Multiply every point coordinate in the answers by 2.35, rounding to whole numbers with halves rounded up, and reproduce only the lines from the line with "If you could tag the asphalt" up to and including the line with "(1055, 805)", requests included. Leave the numbers in the requests and their sample pairs unchanged.
* START The data *
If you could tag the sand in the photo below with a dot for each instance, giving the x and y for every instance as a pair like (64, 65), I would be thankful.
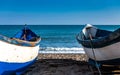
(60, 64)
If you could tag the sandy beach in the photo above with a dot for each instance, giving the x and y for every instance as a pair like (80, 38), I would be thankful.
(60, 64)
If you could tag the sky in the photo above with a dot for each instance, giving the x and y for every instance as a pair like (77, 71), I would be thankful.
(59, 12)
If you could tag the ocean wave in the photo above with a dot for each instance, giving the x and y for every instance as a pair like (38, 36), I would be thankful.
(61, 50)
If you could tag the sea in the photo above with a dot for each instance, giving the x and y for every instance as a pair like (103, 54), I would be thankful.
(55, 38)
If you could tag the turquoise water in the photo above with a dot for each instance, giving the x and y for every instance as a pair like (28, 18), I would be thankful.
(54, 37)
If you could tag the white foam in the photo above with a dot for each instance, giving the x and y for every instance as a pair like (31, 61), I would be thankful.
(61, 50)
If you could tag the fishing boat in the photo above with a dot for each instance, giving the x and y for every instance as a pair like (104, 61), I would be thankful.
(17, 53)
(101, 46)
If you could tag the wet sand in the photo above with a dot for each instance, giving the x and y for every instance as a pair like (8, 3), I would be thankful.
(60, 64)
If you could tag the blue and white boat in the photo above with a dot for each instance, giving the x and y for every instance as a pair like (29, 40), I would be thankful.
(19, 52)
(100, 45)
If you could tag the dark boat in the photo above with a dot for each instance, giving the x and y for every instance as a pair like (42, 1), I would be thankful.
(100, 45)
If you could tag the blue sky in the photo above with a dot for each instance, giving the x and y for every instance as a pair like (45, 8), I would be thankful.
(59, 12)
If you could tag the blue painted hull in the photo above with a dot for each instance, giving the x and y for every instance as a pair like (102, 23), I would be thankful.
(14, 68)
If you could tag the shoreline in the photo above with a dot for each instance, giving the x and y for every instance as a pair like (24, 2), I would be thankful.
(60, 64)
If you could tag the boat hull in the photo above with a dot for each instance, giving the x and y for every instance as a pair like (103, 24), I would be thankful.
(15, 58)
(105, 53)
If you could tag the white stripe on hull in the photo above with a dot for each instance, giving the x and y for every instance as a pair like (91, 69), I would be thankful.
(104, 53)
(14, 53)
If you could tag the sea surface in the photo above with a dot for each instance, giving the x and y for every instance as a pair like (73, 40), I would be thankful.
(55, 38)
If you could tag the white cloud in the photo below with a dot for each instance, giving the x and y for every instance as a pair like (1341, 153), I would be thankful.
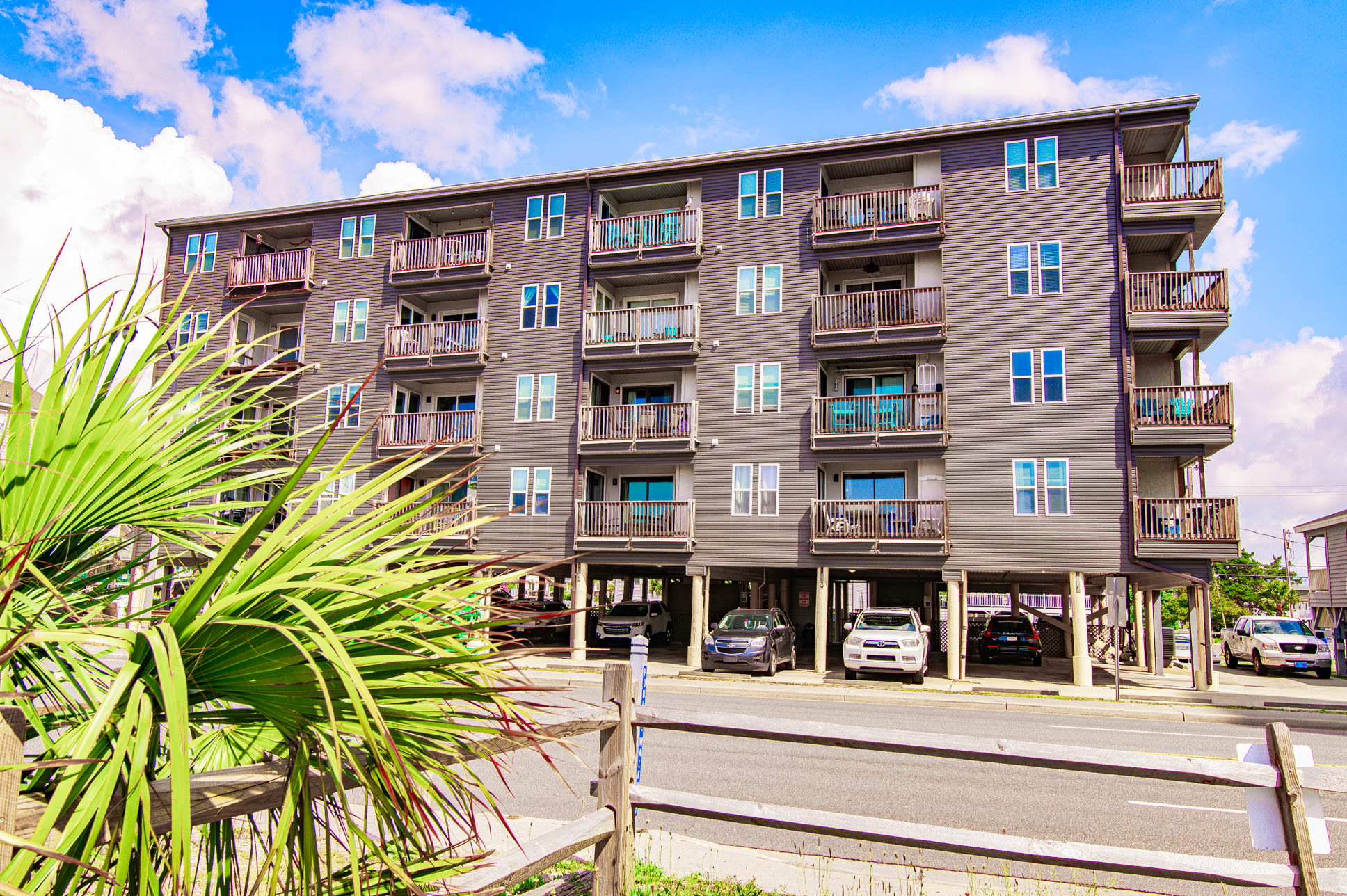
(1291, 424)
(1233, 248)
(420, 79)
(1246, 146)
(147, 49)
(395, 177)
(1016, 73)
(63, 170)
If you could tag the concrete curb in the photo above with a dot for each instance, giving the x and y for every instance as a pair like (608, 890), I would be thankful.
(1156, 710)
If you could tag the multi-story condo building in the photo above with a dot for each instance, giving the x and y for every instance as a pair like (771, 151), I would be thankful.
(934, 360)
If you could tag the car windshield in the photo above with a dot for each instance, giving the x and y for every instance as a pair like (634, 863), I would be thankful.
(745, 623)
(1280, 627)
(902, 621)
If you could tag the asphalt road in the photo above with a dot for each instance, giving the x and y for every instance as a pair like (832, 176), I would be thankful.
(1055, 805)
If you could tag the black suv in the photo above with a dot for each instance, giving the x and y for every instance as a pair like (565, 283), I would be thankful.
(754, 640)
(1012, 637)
* END The data *
» **Correct response**
If you could tag the asphalt road in the photo above with a dot for each instance, giving the x and y for every instance as a pair like (832, 176), I would be thankful.
(2479, 1892)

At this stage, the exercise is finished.